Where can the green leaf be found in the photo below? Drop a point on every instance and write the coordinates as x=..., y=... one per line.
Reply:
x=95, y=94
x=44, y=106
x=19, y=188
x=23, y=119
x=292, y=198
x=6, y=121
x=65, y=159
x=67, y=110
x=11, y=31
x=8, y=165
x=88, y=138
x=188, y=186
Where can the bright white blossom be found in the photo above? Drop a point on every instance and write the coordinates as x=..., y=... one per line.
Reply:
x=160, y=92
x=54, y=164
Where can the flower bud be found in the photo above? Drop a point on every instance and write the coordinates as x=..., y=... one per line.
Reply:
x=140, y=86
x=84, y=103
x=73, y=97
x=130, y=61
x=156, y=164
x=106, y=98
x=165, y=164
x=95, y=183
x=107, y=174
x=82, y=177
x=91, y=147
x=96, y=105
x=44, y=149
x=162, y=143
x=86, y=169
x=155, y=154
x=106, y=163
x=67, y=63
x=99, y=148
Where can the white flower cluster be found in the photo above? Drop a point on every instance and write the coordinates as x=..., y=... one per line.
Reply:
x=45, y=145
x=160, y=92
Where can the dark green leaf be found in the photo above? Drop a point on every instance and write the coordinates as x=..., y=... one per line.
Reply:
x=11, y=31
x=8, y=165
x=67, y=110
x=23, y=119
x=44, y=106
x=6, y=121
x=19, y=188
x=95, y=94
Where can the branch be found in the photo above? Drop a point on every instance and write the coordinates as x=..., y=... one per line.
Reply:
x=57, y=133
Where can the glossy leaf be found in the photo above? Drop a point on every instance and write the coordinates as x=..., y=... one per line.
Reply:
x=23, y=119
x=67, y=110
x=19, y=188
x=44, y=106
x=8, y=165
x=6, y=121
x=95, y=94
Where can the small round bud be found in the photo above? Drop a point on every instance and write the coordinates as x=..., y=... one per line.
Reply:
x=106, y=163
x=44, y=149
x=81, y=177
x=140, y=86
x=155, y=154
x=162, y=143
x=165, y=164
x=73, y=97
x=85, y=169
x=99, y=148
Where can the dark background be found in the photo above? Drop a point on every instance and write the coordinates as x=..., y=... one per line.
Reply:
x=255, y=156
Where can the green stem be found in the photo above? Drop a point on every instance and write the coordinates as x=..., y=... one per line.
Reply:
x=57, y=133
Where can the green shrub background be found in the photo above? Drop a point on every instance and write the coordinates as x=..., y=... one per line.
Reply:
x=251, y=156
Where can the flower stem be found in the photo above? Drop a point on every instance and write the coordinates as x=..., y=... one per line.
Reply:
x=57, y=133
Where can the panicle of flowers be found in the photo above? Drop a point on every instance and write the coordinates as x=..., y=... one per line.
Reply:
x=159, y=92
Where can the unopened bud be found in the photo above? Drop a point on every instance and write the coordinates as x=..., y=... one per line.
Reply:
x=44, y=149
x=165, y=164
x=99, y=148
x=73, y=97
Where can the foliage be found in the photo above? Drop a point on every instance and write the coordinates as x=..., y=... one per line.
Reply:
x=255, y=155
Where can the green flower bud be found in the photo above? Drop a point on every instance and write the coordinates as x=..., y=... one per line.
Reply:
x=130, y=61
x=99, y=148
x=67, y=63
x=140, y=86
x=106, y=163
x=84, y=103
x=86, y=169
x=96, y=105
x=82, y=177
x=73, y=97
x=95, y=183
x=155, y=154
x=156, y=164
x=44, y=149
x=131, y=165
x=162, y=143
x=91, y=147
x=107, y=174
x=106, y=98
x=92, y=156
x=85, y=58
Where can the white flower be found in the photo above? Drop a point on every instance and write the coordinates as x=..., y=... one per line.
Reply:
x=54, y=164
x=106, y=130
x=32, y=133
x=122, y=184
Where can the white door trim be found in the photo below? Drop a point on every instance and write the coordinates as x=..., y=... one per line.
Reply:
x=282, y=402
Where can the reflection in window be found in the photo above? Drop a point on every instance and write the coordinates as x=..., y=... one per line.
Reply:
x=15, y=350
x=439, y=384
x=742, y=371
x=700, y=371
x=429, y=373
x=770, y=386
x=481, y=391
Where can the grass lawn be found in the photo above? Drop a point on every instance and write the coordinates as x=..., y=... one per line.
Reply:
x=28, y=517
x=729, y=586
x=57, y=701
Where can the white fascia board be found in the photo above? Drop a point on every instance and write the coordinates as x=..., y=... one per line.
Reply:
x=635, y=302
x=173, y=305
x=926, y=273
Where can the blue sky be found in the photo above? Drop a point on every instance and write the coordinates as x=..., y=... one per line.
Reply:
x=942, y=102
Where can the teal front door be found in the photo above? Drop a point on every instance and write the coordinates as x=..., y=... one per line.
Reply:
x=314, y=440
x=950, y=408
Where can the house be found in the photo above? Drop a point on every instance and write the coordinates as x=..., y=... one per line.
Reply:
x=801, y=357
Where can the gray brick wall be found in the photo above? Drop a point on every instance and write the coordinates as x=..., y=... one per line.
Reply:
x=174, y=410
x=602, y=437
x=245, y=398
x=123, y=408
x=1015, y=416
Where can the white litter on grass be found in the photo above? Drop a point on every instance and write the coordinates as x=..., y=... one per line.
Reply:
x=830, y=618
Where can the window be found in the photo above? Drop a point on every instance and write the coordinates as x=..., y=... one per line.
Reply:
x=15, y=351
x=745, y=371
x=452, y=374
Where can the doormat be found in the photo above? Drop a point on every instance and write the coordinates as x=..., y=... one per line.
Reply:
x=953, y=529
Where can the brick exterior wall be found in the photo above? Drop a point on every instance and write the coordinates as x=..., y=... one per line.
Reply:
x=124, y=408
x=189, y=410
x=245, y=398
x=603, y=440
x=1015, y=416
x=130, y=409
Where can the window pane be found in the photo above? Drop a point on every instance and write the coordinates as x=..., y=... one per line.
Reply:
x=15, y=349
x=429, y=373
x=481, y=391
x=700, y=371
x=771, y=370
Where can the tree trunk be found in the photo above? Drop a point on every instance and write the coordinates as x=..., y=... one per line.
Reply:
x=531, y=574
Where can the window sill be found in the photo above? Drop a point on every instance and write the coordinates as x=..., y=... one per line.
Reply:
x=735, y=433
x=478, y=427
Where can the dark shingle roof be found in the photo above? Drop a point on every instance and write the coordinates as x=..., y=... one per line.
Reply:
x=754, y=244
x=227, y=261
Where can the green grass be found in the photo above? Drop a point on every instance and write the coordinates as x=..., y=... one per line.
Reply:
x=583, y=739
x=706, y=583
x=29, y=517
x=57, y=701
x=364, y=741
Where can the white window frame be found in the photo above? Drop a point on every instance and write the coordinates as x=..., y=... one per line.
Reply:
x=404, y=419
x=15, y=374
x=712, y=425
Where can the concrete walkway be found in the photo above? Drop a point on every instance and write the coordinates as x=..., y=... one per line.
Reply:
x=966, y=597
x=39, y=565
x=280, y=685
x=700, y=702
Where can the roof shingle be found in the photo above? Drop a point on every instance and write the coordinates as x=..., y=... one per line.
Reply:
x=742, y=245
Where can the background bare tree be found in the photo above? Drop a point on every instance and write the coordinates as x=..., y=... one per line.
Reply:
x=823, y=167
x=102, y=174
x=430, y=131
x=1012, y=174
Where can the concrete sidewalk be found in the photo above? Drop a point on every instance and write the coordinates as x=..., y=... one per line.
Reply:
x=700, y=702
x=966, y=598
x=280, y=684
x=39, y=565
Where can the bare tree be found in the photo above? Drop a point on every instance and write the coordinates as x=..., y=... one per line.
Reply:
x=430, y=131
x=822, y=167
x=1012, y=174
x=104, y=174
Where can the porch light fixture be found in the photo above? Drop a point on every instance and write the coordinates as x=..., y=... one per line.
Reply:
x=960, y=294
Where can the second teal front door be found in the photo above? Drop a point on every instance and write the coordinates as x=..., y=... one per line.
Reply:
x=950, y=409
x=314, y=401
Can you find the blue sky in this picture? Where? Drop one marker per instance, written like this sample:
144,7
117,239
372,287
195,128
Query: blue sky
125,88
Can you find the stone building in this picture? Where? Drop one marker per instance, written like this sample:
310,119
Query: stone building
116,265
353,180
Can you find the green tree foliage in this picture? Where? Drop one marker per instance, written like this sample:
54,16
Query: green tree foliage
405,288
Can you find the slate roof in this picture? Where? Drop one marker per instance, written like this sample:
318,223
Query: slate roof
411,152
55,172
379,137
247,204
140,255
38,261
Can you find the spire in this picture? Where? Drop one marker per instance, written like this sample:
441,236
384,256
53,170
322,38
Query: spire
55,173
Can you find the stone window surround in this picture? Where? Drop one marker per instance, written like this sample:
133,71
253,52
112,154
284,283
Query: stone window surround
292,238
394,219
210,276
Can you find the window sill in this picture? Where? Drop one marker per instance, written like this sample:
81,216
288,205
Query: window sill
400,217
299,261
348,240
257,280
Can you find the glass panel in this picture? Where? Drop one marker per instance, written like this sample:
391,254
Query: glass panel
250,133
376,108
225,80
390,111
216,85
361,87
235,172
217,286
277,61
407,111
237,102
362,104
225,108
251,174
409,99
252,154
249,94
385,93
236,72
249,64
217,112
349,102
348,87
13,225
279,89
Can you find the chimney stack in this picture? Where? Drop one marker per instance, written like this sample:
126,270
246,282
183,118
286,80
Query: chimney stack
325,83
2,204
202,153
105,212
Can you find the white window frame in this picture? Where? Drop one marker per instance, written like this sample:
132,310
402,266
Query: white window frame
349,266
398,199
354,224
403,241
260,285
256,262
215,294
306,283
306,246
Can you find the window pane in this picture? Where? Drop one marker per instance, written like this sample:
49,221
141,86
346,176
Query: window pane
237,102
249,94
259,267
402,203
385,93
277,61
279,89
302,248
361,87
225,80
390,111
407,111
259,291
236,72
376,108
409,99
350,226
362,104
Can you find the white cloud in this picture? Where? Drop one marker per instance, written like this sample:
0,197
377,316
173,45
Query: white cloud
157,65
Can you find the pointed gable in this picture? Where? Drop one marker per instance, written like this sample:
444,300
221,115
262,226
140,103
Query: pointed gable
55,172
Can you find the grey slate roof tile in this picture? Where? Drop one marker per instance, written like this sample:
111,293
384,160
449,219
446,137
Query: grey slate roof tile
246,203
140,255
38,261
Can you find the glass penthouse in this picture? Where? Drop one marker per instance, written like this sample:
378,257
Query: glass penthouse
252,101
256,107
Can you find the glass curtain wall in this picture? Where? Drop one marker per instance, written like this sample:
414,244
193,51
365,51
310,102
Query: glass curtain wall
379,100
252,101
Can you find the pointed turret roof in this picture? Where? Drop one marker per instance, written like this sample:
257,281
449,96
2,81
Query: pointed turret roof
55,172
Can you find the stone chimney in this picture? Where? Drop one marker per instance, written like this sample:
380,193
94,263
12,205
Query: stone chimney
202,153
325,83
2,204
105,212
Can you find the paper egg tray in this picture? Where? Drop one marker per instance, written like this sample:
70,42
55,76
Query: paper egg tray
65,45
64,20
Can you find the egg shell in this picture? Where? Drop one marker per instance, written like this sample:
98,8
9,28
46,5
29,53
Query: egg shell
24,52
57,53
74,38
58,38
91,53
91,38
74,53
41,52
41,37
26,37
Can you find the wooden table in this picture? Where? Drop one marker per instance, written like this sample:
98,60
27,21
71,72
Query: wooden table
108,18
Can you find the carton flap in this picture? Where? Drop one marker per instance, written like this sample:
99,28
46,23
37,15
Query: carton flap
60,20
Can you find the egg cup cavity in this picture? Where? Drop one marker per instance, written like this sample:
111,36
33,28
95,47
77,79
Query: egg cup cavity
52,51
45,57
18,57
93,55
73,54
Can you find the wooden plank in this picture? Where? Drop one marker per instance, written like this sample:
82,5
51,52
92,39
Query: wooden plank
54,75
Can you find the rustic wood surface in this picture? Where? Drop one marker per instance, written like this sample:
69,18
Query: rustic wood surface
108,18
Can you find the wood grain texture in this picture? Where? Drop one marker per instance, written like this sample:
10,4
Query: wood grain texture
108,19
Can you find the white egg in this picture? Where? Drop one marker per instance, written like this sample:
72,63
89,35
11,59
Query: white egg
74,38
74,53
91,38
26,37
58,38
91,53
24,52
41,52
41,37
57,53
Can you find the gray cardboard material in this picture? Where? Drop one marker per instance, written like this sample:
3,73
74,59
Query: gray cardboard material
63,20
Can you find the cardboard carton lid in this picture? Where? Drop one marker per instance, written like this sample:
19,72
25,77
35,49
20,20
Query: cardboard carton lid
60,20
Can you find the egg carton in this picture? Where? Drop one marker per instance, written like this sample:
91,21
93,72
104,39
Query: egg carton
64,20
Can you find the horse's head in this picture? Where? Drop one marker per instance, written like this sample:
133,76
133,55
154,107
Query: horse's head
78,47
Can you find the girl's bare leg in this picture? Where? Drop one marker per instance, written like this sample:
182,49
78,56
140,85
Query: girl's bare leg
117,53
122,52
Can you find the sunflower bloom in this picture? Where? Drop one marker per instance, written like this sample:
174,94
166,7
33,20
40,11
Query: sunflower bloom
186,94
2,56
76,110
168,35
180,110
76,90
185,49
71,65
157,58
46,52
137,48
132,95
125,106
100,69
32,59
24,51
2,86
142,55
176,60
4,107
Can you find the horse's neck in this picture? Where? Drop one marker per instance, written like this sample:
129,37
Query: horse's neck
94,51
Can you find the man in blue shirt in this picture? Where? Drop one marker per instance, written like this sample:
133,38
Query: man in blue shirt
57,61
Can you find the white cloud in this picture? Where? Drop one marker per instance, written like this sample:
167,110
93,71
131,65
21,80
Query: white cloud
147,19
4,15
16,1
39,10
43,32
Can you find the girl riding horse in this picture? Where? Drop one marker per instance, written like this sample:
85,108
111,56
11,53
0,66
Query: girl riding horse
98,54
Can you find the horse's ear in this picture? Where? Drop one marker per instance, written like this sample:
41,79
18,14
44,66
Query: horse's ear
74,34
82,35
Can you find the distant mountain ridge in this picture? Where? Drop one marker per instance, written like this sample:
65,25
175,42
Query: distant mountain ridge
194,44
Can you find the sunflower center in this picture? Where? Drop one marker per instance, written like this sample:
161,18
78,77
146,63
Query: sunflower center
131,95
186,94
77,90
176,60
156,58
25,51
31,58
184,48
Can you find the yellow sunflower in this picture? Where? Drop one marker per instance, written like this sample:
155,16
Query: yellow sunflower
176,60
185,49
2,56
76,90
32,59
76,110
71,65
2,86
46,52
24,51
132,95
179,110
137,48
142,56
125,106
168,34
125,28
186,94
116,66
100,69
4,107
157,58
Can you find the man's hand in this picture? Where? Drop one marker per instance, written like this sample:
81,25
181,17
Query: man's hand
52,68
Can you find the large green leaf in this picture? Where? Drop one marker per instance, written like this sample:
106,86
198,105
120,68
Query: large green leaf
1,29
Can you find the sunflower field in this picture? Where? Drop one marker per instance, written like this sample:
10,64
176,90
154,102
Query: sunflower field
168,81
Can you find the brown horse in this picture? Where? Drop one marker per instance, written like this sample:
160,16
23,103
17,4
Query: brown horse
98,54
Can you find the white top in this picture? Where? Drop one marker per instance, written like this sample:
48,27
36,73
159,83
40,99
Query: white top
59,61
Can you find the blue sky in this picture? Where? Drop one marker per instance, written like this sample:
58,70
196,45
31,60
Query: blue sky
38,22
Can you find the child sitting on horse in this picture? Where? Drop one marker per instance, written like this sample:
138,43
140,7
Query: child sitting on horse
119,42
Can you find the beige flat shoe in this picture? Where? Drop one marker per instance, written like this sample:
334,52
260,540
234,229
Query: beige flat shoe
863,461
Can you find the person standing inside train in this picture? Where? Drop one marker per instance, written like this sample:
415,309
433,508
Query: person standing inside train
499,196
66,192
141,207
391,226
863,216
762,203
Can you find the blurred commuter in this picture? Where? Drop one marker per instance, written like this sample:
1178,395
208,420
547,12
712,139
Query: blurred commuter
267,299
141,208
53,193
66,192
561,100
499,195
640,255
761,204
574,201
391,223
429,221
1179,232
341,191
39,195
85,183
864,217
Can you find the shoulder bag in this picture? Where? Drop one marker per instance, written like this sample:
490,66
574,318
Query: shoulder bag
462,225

________

● AIM OF THE TASK: Copy the lines starting at the one containing "Where can the tree" and ending at the one containing "x=531, y=574", switching "tree trunk" to "lamp post" and leaving everything else unchanged.

● FINAL ANSWER:
Where can the lamp post be found in the photo above? Drop a point on every instance and write the coordinates as x=..., y=... one per line.
Reply:
x=531, y=574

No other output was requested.